Exercise description :: Count the lines below that contain the string "sign", treating uppercase and lowercase letters as different, and give only that number.

┏━━

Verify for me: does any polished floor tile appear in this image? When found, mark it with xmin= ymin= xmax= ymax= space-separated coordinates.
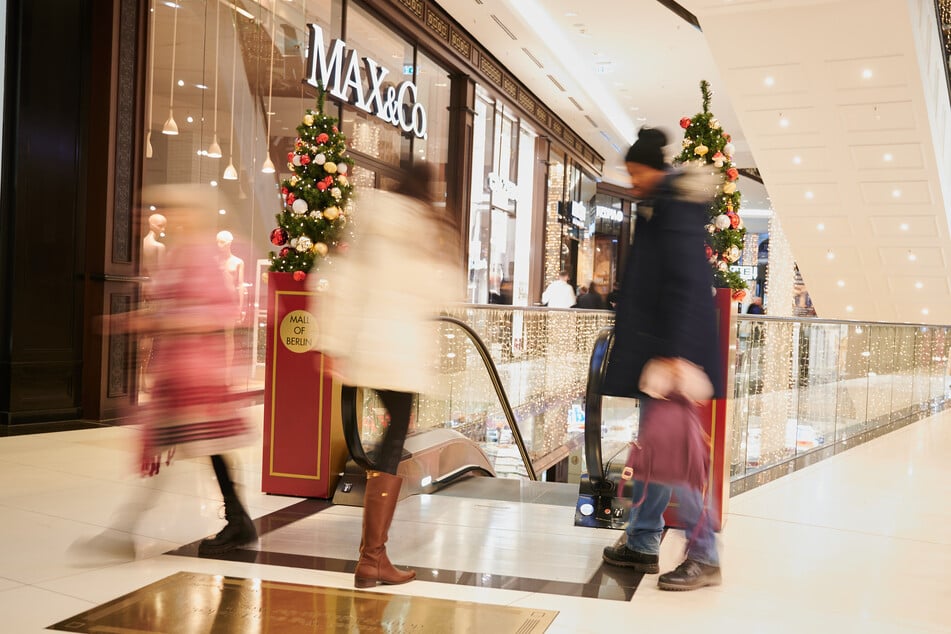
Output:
xmin=0 ymin=413 xmax=951 ymax=634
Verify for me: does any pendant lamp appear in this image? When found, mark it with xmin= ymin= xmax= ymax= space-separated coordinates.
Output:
xmin=207 ymin=2 xmax=221 ymax=158
xmin=162 ymin=4 xmax=178 ymax=136
xmin=222 ymin=6 xmax=238 ymax=181
xmin=261 ymin=5 xmax=277 ymax=174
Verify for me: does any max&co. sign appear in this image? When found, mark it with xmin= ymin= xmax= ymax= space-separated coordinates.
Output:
xmin=304 ymin=24 xmax=426 ymax=139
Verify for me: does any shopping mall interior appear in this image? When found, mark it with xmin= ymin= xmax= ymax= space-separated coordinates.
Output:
xmin=0 ymin=0 xmax=951 ymax=634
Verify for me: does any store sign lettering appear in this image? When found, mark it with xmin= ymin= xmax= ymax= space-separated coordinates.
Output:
xmin=304 ymin=24 xmax=427 ymax=139
xmin=595 ymin=205 xmax=624 ymax=222
xmin=489 ymin=172 xmax=518 ymax=203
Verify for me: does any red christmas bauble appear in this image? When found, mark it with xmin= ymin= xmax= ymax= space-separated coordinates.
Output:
xmin=271 ymin=227 xmax=287 ymax=247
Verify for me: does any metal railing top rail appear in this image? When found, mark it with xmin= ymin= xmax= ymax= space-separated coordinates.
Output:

┗━━

Full solution :: 2